Required work:
Only certain lines below are wanted: those starting at the line containing "Task: kindly identify the wooden beam" and ending at the line containing "Task: kindly identify the green foliage", both included, each retyped exactly.
○ ○ ○ ○ ○ ○ ○
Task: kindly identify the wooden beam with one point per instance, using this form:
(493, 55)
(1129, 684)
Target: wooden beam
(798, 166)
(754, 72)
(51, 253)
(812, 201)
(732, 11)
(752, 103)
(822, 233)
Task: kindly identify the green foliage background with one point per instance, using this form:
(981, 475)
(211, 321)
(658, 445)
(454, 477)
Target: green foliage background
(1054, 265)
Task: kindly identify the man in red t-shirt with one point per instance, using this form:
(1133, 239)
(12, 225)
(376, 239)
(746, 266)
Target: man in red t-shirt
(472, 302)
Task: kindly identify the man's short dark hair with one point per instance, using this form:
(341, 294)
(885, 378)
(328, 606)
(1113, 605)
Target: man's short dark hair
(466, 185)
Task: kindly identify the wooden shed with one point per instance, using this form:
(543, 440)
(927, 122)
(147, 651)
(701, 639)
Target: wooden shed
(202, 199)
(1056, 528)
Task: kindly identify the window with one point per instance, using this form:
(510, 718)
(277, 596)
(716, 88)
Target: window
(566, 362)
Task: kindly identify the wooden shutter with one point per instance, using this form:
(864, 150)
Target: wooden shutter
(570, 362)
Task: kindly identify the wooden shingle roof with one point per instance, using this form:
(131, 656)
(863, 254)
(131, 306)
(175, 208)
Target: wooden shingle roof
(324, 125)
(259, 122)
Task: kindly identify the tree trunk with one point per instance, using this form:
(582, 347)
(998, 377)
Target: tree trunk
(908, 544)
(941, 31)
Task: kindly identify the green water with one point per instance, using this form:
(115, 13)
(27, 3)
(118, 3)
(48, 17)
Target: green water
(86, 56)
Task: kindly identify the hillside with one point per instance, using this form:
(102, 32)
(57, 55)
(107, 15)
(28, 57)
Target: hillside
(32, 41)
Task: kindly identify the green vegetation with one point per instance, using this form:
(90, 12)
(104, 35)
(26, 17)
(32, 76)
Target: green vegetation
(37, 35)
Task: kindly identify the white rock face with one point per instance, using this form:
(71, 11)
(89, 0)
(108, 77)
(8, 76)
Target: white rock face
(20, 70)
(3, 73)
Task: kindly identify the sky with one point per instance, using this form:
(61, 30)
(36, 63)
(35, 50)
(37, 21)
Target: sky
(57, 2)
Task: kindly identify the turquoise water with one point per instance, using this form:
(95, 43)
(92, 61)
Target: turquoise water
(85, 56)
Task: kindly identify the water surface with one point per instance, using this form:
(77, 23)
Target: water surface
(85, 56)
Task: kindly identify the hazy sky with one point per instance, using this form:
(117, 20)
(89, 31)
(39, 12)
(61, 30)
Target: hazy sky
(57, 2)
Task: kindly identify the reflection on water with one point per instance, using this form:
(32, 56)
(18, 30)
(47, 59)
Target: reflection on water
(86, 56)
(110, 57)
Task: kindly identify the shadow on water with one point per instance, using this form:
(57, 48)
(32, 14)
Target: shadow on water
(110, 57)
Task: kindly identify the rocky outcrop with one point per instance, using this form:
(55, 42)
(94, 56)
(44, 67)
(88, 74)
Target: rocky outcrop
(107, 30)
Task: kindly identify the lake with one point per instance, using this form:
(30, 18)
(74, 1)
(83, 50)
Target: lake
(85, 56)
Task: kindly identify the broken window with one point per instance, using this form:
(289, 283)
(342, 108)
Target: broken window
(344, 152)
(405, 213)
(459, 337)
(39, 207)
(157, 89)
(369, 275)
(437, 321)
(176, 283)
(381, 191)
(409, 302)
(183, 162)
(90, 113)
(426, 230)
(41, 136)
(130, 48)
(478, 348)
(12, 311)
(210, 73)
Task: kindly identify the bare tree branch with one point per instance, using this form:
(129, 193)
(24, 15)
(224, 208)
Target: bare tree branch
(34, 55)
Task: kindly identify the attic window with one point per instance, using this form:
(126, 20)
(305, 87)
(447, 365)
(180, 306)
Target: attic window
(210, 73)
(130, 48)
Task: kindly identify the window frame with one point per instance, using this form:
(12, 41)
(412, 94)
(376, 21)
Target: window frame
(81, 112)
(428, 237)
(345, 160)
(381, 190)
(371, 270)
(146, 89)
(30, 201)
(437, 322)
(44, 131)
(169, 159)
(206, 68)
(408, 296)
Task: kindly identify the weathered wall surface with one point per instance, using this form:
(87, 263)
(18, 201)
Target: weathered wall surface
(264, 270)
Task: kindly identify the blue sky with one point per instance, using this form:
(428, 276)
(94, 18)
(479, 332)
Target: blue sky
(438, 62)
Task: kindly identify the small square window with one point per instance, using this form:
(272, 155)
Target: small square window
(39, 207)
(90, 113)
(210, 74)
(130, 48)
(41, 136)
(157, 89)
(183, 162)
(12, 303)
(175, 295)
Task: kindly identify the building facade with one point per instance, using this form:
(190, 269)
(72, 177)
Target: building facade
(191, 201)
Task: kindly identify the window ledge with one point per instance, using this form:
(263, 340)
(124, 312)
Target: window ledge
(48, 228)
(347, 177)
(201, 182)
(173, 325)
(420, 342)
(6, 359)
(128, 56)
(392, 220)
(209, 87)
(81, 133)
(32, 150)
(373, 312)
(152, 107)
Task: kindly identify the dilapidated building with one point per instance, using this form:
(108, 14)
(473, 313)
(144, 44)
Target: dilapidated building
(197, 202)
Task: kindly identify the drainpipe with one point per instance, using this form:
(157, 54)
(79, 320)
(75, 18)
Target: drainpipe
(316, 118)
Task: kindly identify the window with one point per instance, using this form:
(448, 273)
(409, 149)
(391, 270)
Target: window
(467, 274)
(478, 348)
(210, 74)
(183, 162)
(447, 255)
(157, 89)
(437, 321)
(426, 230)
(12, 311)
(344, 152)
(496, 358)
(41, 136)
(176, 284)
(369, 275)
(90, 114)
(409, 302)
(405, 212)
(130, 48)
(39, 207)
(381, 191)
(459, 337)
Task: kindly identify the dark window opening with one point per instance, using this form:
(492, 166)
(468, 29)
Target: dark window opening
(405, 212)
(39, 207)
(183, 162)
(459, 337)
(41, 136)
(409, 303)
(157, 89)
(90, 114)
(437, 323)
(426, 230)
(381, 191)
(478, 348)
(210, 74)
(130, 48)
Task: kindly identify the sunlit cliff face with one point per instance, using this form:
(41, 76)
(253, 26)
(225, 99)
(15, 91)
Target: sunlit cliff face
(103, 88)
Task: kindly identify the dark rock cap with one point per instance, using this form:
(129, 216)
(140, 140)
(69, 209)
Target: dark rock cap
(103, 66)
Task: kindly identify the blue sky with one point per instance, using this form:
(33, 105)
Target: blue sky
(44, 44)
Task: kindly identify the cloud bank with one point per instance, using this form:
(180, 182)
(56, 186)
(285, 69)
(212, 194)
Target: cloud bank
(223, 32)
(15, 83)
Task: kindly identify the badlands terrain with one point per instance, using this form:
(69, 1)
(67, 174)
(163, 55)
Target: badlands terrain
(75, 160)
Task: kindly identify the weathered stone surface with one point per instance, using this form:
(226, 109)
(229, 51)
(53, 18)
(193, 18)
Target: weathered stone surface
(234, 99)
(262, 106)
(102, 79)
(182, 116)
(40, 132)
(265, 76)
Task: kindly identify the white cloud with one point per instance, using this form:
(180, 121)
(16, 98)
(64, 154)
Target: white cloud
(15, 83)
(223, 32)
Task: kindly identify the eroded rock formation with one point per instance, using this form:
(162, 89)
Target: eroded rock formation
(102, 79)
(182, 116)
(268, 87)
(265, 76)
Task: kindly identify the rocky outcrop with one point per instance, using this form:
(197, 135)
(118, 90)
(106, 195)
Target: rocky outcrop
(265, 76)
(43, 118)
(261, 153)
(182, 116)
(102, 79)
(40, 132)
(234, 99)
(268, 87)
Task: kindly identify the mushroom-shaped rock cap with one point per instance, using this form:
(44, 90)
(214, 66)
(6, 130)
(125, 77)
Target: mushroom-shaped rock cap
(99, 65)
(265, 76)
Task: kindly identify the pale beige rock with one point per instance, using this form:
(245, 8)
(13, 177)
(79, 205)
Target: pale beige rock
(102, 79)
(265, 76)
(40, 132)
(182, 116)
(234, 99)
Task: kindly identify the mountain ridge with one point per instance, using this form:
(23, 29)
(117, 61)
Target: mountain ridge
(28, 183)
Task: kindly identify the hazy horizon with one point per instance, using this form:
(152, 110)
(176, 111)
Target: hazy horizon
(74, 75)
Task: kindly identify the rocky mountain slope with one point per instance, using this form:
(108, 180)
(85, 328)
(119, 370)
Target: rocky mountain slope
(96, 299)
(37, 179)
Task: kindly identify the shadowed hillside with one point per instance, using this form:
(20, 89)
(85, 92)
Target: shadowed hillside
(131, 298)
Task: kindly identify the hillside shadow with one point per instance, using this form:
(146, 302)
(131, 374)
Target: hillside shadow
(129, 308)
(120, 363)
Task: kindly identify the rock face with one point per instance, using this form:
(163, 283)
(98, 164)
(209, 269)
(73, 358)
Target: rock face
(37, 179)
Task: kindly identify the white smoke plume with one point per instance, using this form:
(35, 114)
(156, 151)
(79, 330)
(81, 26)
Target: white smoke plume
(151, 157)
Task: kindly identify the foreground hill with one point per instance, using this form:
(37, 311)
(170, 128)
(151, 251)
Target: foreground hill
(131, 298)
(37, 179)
○ ○ ○ ○ ○ ○ ○
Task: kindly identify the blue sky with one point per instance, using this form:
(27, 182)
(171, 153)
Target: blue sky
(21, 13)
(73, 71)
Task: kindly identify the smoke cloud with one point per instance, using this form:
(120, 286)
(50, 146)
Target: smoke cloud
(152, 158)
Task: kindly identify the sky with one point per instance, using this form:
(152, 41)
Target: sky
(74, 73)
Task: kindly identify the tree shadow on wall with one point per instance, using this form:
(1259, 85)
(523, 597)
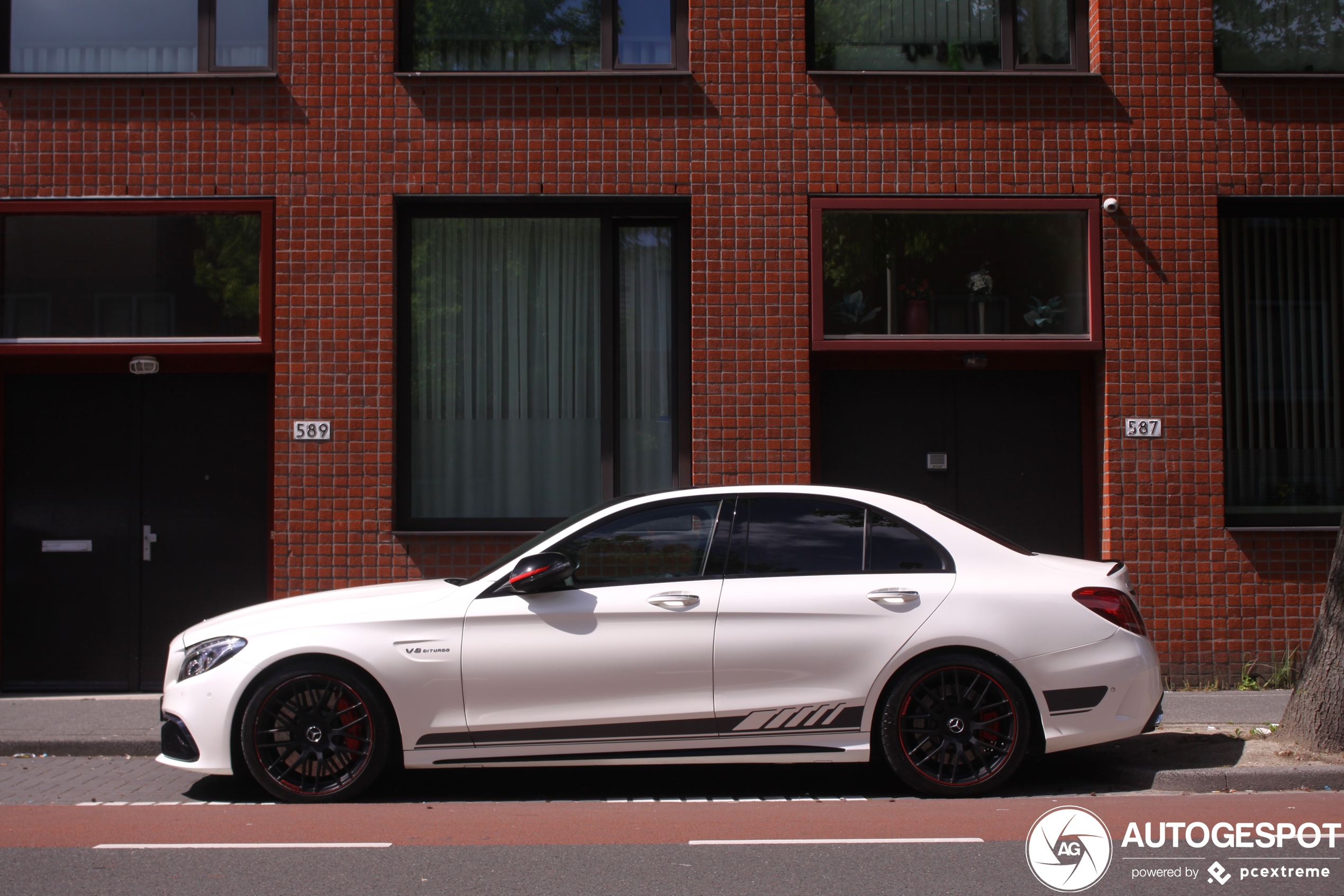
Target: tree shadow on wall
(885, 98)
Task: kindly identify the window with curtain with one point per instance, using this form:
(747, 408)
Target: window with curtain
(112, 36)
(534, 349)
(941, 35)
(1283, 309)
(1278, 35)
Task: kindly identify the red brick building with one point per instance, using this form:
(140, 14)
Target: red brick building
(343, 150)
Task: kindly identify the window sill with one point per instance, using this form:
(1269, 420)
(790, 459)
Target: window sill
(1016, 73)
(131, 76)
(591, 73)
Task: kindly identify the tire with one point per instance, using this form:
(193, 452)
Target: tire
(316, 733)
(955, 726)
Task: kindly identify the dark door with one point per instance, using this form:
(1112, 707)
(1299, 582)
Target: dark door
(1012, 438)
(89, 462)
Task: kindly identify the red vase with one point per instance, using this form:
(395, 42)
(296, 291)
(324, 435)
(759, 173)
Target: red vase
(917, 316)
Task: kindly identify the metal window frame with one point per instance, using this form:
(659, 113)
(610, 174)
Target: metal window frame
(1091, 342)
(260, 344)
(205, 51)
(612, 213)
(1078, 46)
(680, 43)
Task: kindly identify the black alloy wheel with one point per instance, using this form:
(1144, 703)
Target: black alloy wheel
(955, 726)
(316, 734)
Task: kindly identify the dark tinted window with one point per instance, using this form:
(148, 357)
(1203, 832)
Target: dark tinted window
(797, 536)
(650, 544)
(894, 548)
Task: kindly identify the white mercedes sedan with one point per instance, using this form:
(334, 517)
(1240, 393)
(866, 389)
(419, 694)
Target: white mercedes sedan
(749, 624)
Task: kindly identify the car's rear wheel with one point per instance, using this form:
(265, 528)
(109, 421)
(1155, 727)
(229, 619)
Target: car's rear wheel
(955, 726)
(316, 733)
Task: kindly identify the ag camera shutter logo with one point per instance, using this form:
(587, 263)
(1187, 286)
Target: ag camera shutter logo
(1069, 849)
○ ○ ○ ○ ○ ○ ○
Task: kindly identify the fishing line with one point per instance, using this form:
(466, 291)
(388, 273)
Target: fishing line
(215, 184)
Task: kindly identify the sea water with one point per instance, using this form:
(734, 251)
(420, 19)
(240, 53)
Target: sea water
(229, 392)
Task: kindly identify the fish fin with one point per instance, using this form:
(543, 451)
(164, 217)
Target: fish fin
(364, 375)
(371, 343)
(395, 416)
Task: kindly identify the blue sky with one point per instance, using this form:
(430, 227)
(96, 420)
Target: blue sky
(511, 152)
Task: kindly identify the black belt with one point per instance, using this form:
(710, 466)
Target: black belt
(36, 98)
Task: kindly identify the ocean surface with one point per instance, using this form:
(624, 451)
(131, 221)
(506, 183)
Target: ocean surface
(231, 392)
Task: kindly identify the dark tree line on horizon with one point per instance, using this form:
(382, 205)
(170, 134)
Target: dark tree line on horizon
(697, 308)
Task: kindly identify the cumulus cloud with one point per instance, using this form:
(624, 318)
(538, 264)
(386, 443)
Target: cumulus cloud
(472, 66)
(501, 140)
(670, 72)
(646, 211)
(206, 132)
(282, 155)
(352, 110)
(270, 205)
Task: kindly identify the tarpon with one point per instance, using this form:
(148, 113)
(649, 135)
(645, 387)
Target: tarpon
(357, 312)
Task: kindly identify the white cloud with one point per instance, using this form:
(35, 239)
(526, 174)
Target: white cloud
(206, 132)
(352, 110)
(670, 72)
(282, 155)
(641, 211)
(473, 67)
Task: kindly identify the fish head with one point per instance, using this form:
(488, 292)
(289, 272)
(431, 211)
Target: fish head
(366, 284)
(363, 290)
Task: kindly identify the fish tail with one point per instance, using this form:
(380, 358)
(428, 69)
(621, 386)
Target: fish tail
○ ○ ○ ○ ○ ○ ○
Output for this task:
Task: kindly identify the wooden beam with one point per instance, using this form:
(493, 55)
(1129, 684)
Target: wooden beam
(798, 166)
(754, 72)
(51, 253)
(812, 201)
(732, 11)
(752, 103)
(822, 233)
Task: kindly identify the green foliage background with one point per instance, using this form:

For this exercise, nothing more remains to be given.